** START OF Task input **

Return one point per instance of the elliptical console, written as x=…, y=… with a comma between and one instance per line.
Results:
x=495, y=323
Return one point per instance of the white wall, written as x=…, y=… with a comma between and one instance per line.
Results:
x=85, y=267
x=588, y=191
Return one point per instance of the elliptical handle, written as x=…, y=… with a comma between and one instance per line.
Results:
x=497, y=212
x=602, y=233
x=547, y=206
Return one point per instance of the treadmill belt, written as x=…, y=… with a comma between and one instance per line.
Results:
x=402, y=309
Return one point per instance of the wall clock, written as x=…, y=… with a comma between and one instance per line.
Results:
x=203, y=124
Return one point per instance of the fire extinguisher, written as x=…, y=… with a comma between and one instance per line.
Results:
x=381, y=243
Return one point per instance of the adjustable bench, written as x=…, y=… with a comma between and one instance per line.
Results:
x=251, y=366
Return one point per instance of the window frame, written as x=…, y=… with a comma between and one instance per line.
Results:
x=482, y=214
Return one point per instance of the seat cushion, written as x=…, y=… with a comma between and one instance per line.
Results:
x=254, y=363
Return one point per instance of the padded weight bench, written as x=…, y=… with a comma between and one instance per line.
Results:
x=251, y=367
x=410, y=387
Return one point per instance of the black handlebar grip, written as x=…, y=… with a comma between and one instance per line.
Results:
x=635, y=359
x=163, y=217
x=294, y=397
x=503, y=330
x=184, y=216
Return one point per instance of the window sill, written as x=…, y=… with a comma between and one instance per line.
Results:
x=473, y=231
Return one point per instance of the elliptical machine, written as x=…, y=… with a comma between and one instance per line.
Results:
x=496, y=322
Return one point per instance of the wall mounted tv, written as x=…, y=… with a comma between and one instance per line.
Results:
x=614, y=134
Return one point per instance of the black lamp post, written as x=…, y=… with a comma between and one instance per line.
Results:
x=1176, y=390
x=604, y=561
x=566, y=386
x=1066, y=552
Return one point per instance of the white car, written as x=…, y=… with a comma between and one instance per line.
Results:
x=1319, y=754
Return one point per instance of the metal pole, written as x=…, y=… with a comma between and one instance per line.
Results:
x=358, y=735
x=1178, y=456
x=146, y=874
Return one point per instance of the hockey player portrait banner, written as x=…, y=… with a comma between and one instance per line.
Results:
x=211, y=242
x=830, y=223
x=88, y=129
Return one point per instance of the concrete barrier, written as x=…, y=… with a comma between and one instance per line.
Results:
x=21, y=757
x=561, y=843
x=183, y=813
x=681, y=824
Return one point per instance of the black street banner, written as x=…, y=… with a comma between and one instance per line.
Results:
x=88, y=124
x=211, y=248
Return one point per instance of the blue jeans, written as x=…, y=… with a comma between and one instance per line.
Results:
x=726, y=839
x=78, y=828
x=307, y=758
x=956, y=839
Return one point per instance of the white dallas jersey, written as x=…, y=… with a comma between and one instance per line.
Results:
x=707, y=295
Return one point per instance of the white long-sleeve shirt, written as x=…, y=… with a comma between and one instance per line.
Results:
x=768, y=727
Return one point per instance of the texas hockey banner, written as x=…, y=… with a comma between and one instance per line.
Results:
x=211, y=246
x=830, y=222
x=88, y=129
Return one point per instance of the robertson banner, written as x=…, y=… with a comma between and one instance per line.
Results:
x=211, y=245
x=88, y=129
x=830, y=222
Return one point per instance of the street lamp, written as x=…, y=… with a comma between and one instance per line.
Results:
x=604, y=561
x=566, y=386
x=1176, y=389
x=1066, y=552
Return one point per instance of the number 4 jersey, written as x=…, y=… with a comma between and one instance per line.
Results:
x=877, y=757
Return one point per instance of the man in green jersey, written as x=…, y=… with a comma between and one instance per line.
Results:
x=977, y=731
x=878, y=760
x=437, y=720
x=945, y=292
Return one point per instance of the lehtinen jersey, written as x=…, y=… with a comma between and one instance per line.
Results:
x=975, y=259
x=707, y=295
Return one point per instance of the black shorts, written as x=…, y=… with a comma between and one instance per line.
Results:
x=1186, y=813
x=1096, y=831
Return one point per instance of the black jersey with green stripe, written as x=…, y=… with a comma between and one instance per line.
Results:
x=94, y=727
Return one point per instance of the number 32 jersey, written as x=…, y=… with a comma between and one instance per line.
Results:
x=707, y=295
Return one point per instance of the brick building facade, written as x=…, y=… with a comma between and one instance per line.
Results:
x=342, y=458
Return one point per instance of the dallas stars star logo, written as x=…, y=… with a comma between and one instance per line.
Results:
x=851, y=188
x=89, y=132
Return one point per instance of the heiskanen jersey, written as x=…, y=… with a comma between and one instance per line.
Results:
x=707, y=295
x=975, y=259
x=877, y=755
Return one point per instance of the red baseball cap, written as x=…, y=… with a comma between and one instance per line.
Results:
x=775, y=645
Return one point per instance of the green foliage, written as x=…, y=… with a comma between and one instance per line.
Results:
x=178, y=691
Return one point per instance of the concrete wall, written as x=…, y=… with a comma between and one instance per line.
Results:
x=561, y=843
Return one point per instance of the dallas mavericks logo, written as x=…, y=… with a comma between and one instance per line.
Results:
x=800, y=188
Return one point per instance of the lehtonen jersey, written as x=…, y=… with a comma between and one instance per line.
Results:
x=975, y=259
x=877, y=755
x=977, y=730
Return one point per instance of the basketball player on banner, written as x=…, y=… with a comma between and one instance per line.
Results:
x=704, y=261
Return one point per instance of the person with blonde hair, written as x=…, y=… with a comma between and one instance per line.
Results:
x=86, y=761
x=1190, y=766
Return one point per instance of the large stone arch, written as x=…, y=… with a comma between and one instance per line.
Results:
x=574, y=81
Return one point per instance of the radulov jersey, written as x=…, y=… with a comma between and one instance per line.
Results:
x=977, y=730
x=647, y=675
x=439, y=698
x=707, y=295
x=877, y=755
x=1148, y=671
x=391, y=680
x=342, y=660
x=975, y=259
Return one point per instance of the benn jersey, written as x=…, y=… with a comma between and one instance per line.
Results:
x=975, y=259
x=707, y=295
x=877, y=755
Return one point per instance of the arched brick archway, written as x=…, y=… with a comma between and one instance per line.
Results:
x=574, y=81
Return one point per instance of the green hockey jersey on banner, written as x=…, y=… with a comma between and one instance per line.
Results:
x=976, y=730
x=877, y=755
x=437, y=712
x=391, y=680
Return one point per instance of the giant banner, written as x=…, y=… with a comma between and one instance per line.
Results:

** END OF Task input **

## What is being asked
Output the listing as a numbered list with blank lines left out, starting at its first line and ending at the line that contains "x=184, y=216".

## Written answer
1. Return one point per instance of the elliptical console, written as x=…, y=… with a comma between and one instance per line.
2. Results:
3. x=495, y=323
4. Return one point per instance of the white wall, written as x=…, y=… with a comma between and one instance per line.
5. Results:
6. x=85, y=267
7. x=588, y=191
8. Return one point per instance of the elliptical handle, written as x=…, y=… with a comma between and one instance per line.
9. Results:
10. x=497, y=212
11. x=602, y=233
12. x=547, y=206
13. Return one point per instance of the treadmill belt, written as x=…, y=… with a comma between and one instance per line.
14. Results:
15. x=402, y=309
16. Return one point per instance of the wall clock, written as x=…, y=… with a comma between and one instance per line.
17. Results:
18. x=203, y=124
19. Return one point per instance of the fire extinguisher, written as x=…, y=… with a comma between and one instance per line.
20. Results:
21. x=381, y=243
22. Return one point per instance of the adjustable bench, written as x=…, y=… with a comma between and one instance per line.
23. Results:
24. x=251, y=366
25. Return one point per instance of the window frame, written as x=…, y=… with a comma between and one instance per line.
26. Results:
27. x=482, y=214
28. Return one point per instance of the seat cushion, written as x=…, y=… with a comma between and one instance per line.
29. Results:
30. x=254, y=363
31. Return one point per instance of the padded weight bench, written as x=…, y=… with a comma between and one instance per line.
32. Results:
33. x=251, y=367
34. x=410, y=387
35. Return one point per instance of the black handlebar grip, written as x=…, y=… with a comma between and one instance per line.
36. Results:
37. x=635, y=359
38. x=163, y=217
39. x=294, y=397
40. x=503, y=330
41. x=184, y=216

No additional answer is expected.